>>>

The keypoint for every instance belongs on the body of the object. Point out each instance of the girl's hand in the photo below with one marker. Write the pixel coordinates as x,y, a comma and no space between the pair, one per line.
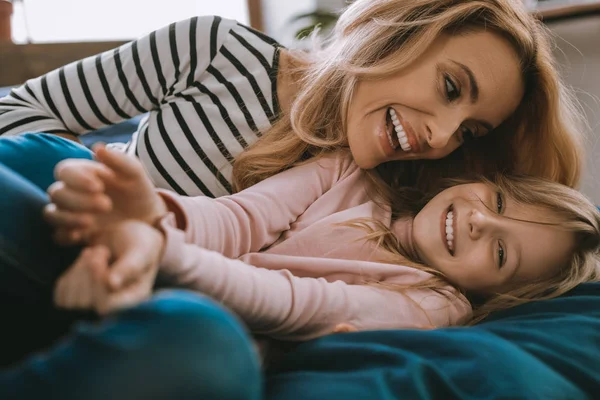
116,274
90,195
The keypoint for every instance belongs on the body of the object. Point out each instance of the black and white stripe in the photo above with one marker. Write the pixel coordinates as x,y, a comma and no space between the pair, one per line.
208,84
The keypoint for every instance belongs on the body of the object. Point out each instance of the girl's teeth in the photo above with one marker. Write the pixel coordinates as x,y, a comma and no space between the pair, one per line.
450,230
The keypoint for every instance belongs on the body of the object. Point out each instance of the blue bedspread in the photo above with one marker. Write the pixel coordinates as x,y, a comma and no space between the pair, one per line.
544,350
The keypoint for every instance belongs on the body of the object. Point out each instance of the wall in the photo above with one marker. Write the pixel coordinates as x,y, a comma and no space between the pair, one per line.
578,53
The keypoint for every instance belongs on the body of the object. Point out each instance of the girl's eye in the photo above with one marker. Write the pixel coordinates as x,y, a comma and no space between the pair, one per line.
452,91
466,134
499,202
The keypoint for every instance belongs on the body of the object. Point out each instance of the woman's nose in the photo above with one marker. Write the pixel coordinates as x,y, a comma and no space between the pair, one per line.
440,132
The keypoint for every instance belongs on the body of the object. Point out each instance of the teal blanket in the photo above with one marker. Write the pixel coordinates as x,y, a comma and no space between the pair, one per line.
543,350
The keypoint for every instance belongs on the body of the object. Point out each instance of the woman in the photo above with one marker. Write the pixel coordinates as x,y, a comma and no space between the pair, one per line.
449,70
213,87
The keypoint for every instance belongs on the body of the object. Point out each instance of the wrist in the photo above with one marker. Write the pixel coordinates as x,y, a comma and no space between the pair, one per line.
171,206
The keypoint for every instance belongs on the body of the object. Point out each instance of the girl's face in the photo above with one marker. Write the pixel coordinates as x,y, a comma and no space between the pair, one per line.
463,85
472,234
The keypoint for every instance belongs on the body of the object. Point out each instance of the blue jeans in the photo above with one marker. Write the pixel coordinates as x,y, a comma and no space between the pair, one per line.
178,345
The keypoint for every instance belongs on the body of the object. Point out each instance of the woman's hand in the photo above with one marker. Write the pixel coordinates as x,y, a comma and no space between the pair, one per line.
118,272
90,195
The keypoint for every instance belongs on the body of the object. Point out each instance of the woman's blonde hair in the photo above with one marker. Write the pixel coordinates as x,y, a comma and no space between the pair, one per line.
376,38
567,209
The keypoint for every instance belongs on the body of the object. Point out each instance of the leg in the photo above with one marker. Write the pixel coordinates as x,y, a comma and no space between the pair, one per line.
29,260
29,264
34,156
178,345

<<<
>>>

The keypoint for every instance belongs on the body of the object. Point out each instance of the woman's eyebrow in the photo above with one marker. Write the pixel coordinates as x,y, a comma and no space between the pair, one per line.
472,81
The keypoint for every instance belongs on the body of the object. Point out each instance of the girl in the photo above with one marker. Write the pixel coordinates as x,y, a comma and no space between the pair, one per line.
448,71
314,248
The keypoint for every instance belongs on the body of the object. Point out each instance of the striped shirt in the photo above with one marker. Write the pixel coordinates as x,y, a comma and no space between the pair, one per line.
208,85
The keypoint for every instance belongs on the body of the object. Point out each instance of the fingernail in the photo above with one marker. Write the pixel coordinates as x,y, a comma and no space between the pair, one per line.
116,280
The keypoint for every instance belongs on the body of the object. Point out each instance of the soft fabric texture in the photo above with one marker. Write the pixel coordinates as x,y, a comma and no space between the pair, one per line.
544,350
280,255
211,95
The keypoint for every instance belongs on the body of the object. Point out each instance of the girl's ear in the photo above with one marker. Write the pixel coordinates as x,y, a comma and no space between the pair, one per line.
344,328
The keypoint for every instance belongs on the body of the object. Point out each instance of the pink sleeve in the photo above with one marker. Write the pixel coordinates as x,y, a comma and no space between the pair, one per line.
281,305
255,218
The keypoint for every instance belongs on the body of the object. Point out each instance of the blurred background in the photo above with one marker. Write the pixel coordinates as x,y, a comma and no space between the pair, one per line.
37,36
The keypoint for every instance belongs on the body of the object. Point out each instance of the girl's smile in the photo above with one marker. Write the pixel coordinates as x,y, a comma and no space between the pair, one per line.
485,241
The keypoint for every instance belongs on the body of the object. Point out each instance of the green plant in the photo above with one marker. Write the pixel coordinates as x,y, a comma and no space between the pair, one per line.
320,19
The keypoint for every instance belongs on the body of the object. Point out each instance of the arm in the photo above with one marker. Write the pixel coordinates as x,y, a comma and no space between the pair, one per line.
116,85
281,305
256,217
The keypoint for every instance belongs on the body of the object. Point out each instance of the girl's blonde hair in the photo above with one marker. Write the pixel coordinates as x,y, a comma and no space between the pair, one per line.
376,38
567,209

<<<

#### PROBLEM TO WORK ON
Please gather every line above that contains the word "shirt" and copy each one out in full. Case counts.

#### CORRECT ANSWER
The keypoint for every instance belongs on the body of the object. Point out each instance of the striped shirt in the photo above with one marker. Write the pixel coordinates as x,y, a comma and no space between the pair, one per line.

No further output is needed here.